_PAGE:_

Symbol statistics calculates, as the name implies, statistics related only to a specific symbol. This type of statistics should be used to have detailed information on the level of the given symbol. It is very important to know that the same pattern can behave totally different for different symbols/markets.

To open symbol statistics click HOME » Symbol Statistics from the New Window buttons group on the ribbon bar.

Symbol Statistics window is composed of tabs. Every tab presents statistics from a different perspective.

Symbol statistics is composed of five tabs:

  • Patterns Occurrences
  • Patterns Efficiency (Chart)
  • Patterns Occurrences by Date
  • Basic Candles Occurrences
  • Report
Patterns Occurrences

In this tab you can see how many patterns' occurrences were detected by the application for a given symbol. On the left, there is a pie chart where every piece is reserved for a different pattern. When you click directly on the chart, an appropriate row from the list on the right will be selected. When any item from that list is clicked, then the appropriate pie chart piece will be enlarged.

Please note that the occurrences can be filtered in many ways. For example, you may be interested to see only statistics for bullish patterns. To do so click on the funnel symbol in the Forecast column and set a required value.

Patterns Efficiency (Chart)

This tab presents efficiency of all patterns that were found for a specific symbol. For example, if the given symbol has 25 occurrences of Bullish Engulfing pattern, all of them are grouped, and efficiency statistics is calculated for them.

Efficiency can be seen using number or percentage values. To switch between these two options use the Unit drop-down list. It may be very important especially when overall occurrences number for a given pattern is fairly low.

_DIRECTIVES:_
a. From the symbol statistics help text, reproduce word for word the part that opens with the words containing "Symbol Statistics window" and closes with "will be enlarged.".
b. Pick up the help text on symbol statistics after its final sentence and keep writing it.

[Point labeling records]
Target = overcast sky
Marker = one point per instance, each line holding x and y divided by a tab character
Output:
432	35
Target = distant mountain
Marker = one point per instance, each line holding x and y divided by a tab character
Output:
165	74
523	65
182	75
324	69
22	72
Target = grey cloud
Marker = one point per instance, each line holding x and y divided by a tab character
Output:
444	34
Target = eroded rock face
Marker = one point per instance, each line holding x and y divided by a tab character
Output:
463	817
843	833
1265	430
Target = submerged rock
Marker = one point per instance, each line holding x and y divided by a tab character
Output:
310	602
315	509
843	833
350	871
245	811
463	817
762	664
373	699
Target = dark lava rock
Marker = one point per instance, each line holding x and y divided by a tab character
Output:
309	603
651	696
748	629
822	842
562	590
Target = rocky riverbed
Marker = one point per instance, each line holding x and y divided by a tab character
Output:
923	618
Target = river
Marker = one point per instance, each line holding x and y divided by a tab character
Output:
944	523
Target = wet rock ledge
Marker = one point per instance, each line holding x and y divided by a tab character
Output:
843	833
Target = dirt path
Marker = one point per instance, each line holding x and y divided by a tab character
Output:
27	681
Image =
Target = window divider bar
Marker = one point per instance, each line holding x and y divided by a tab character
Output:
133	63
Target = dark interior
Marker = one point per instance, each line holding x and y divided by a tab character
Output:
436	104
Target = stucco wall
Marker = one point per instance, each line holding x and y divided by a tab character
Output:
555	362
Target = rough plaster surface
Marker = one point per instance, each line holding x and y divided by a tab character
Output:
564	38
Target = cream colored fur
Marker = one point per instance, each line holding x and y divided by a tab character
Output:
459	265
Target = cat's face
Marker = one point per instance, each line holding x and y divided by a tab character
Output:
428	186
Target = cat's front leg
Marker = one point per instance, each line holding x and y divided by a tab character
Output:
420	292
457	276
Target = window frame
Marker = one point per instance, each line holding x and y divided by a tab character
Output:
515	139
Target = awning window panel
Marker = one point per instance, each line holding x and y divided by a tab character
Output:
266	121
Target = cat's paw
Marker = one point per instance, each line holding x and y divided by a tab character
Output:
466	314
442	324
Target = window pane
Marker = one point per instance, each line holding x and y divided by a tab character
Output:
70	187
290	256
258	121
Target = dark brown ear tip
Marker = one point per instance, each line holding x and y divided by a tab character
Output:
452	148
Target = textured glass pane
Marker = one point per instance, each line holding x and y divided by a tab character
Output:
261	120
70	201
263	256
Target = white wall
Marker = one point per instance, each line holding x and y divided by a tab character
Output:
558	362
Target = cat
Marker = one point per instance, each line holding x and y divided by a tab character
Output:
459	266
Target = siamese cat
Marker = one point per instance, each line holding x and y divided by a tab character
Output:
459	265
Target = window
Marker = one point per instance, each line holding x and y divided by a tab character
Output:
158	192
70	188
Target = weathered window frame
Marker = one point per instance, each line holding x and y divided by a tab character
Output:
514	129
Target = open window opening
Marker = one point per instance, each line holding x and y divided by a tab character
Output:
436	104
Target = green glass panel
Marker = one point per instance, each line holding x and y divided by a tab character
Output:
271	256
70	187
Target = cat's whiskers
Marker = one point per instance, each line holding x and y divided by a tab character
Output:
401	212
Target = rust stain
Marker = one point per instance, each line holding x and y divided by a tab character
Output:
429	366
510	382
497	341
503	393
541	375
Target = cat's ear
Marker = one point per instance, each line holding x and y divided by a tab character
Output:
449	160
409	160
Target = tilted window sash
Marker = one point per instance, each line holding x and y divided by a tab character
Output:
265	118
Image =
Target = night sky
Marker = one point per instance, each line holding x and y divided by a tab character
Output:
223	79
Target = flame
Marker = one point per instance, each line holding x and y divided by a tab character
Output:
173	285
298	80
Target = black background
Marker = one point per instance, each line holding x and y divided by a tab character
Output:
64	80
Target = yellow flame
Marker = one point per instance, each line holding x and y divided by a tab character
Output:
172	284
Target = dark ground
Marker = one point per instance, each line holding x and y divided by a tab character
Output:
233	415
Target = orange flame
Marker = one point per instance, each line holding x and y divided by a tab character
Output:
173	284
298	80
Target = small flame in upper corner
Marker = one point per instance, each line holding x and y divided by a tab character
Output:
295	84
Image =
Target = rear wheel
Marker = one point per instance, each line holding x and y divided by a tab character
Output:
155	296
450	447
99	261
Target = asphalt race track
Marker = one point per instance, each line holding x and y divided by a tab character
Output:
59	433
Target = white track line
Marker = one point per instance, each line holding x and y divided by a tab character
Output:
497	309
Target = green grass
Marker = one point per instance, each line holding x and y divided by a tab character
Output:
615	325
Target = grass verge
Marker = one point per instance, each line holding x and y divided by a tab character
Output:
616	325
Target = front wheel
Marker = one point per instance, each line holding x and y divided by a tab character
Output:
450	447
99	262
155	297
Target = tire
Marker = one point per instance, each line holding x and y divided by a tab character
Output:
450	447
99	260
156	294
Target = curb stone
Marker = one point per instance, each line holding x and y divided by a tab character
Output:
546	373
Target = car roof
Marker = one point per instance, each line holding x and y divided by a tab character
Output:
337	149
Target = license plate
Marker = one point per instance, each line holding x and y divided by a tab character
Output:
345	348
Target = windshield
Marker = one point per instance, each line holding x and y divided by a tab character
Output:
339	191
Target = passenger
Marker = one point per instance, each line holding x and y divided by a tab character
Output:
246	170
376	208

_ANSWERS FOR THE EXERCISE:_
a.
Symbol Statistics window is composed of tabs. Every tab presents statistics from a different perspective.

Symbol statistics is composed of five tabs:

  • Patterns Occurrences
  • Patterns Efficiency (Chart)
  • Patterns Occurrences by Date
  • Basic Candles Occurrences
  • Report
Patterns Occurrences

In this tab you can see how many patterns' occurrences were detected by the application for a given symbol. On the left, there is a pie chart where every piece is reserved for a different pattern. When you click directly on the chart, an appropriate row from the list on the right will be selected. When any item from that list is clicked, then the appropriate pie chart piece will be enlarged.

b.
Additionally you may compare statistics measured for two different period length, that is 5 or 10 candles. To switch between these two options use the Testing period drop-down list.

Please note that the efficiency statistics can be filtered in many ways. For example, you may be interested to see only statistics for bullish patterns. To do so click on the funnel symbol in the Forecast column and set a required value.

Patterns Occurrences by Date

In this tab, we can see all patterns occurrences for a given symbol, each displayed in a separate row. We can see for example how every single pattern occurrence performed. Two previous tabs (Patterns Occurrences and Patterns Efficiency (Chart)) are calculated based on this data.

Please note that the table can be filtered in many ways. For example, you may be interested to see only bullish patterns. To do so click on the funnel symbol in the Forecast column and set a required value.

Basic Candles Occurrences

In this tab you can see how many particular basic candles were detected by the application for a particular symbol. The tab uses the same approach as the Patterns Occurrences tab.

Report

Report tab is summarizing statistics for a given symbol.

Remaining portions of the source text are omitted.